● **Bounding-box records**:
━━━
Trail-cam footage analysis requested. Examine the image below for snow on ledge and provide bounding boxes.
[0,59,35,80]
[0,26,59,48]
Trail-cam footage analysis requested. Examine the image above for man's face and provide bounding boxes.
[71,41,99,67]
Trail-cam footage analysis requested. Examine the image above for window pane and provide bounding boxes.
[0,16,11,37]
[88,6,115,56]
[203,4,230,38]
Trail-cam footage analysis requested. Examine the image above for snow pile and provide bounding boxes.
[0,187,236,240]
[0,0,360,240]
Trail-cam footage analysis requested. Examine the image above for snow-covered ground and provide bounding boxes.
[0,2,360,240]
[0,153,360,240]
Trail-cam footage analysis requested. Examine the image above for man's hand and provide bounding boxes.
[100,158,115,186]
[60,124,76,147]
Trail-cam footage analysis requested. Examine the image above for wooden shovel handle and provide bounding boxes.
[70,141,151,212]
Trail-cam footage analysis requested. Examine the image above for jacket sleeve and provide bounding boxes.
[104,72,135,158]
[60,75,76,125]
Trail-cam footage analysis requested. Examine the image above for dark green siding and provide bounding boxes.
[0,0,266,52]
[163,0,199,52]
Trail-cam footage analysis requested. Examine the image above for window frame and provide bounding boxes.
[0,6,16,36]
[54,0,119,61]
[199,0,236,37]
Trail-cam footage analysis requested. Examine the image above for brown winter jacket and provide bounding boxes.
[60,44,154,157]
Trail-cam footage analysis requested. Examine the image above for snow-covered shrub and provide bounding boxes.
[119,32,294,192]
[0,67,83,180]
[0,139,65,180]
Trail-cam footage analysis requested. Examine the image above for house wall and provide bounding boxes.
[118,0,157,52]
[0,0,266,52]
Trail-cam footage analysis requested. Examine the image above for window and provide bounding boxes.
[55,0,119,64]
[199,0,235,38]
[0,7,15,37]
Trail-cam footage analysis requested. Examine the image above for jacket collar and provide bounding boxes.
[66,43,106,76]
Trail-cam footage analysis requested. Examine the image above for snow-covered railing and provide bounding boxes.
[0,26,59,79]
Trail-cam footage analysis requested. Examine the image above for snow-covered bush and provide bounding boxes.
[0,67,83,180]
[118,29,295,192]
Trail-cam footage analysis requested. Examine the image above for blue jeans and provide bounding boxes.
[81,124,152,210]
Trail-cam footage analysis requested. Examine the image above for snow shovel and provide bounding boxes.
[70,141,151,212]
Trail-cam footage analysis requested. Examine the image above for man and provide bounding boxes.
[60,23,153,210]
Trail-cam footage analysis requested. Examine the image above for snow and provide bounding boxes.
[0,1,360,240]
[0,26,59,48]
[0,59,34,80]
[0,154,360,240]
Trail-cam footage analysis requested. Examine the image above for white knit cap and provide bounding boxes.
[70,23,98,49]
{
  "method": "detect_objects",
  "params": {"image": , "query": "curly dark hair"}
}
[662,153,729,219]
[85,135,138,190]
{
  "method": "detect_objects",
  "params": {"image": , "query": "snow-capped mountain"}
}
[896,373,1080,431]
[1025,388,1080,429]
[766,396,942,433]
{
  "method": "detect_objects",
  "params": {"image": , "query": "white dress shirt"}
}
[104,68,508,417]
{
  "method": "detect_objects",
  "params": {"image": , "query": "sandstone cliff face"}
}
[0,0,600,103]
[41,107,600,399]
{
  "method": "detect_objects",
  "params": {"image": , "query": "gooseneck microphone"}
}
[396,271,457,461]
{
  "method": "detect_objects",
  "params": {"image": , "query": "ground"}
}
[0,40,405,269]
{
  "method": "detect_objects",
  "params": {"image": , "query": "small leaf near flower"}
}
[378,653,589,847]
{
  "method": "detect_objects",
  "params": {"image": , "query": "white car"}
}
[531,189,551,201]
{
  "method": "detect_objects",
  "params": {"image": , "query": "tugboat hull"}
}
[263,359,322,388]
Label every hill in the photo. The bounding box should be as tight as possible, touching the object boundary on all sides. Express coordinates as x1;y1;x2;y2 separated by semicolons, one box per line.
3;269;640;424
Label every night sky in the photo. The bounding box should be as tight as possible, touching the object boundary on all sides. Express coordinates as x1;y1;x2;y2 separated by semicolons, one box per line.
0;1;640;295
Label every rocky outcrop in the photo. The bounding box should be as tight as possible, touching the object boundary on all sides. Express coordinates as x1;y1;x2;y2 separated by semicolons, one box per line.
━━━
● **Stated goal**:
Resize only the stretch of data from the line containing "man and provide bounding boxes." through the line containing "[85,135,138,190]". Write out every line again with the requests included, and multiply each box coordinate in the answers by 1.75, rounding to whole numbers with halves going up.

● **Expected answer**:
Trail-cam footage analysis requested. Examine the image above for man and provide bounding boxes.
[105,40,268,368]
Trail-cam footage analysis requested. Examine the image above for snow and provide bounding boxes.
[0,2,630,420]
[0,46,103,84]
[0,103,60,140]
[0,270,630,420]
Trail-cam footage analysis requested. Examine the image above for white knit cap and provide bounding boxes.
[123,40,172,86]
{
  "method": "detect_objects",
  "params": {"image": , "query": "curly dark hair"}
}
[1159,268,1276,383]
[149,236,242,333]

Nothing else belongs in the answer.